## start Provided records

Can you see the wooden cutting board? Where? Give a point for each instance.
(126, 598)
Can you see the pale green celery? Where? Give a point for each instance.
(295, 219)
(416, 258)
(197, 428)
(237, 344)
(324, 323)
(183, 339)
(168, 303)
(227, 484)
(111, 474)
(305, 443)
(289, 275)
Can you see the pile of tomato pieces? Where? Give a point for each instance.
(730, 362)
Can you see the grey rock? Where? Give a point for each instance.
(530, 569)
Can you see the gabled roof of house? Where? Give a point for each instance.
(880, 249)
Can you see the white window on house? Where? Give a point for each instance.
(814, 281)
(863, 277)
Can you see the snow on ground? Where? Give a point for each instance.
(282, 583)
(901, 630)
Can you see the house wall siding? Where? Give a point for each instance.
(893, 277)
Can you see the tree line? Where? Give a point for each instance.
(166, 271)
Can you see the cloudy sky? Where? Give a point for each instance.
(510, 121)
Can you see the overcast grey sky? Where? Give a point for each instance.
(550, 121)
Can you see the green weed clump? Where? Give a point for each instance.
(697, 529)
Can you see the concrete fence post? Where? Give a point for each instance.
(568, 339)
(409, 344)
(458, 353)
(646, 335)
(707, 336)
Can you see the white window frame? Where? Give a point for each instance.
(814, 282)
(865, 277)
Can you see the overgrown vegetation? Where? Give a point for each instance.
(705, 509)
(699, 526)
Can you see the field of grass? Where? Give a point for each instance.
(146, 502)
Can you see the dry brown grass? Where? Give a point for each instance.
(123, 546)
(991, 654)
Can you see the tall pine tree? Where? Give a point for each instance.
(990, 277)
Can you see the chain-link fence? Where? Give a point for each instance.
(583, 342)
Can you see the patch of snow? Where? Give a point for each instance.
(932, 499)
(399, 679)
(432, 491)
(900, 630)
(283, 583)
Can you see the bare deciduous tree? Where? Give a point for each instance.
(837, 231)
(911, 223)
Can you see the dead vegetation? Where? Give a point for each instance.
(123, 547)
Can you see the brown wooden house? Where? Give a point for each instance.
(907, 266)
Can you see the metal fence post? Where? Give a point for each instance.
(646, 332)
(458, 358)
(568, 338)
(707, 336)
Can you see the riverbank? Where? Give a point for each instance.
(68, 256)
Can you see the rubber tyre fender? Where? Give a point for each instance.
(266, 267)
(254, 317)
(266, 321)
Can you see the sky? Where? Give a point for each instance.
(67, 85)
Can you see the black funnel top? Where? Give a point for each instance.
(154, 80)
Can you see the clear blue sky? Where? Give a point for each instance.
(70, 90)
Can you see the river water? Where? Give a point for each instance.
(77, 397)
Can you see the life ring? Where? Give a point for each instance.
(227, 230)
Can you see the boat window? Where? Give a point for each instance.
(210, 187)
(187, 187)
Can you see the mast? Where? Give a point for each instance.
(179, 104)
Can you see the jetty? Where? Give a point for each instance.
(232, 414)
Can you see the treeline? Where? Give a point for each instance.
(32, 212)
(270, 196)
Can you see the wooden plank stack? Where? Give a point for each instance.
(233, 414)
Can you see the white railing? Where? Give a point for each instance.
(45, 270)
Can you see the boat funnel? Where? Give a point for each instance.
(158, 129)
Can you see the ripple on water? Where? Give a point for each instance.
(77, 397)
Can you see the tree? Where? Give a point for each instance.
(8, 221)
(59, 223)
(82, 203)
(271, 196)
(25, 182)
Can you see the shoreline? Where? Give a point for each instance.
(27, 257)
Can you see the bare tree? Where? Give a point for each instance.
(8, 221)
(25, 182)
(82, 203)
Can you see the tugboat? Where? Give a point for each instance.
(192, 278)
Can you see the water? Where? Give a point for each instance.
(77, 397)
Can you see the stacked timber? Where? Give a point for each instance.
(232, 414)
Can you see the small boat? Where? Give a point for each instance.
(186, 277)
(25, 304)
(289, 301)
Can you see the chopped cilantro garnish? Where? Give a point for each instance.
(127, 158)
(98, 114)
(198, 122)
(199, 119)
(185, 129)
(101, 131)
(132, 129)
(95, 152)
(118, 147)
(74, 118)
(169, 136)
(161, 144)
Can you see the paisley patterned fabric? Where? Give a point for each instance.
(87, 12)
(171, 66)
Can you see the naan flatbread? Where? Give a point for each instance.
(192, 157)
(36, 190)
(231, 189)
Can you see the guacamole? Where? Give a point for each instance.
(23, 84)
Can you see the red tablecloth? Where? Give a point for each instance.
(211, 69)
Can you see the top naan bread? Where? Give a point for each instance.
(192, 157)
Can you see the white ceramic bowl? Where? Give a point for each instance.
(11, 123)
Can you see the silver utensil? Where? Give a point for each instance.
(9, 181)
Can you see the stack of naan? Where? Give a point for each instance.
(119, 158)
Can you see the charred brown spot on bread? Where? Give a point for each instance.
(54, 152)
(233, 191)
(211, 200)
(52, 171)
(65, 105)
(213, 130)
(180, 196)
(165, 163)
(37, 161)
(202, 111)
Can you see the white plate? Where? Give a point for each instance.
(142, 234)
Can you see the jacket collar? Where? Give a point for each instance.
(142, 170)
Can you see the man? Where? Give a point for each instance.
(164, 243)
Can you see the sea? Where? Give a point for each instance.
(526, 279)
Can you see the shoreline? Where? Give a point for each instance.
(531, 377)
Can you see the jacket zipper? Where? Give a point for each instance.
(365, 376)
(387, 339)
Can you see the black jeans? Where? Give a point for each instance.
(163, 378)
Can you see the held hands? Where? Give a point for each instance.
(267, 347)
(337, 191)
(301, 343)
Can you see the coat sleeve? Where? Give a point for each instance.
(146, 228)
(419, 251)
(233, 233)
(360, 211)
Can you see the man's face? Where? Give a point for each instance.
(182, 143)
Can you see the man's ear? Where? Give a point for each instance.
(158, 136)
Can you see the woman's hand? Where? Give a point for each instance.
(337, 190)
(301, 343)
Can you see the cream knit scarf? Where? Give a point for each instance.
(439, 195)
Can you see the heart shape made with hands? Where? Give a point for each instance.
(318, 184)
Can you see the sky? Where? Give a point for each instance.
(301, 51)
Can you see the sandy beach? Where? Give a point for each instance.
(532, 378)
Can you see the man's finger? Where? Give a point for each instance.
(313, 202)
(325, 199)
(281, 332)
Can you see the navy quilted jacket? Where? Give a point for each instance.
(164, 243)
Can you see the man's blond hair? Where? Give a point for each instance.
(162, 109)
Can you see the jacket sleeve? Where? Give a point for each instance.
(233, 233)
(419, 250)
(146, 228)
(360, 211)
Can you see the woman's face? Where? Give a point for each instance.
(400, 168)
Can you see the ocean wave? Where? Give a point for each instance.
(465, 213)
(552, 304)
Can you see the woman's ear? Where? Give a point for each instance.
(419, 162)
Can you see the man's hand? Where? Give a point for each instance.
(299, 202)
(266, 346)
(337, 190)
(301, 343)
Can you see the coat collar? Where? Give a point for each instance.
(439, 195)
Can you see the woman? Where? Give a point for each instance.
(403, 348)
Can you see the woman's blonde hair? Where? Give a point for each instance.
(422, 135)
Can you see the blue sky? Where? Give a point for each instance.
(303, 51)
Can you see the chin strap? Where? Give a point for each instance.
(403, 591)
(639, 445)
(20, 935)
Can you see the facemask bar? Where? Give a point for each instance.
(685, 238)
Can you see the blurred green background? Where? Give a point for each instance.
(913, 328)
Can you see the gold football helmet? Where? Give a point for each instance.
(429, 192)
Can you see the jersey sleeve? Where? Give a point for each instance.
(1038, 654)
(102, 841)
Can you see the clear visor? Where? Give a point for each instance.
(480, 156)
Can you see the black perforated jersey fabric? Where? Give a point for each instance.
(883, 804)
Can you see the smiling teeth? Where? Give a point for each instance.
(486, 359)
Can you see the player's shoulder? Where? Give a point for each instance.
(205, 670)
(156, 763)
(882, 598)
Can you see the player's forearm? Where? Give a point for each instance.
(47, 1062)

## end Provided records

Your instructions :: Switch "forearm" to "wrist" in the listing lines starting at the one that has "Can you see the player's shoulder?" and running to the end of the listing, and write those lines out again with nothing else altered.

Final result ::
Can you see the player's shoulder? Where? Give a point for each instance.
(205, 670)
(156, 763)
(882, 598)
Can you see the player's wrist? Where? Give a point for each instance.
(47, 1062)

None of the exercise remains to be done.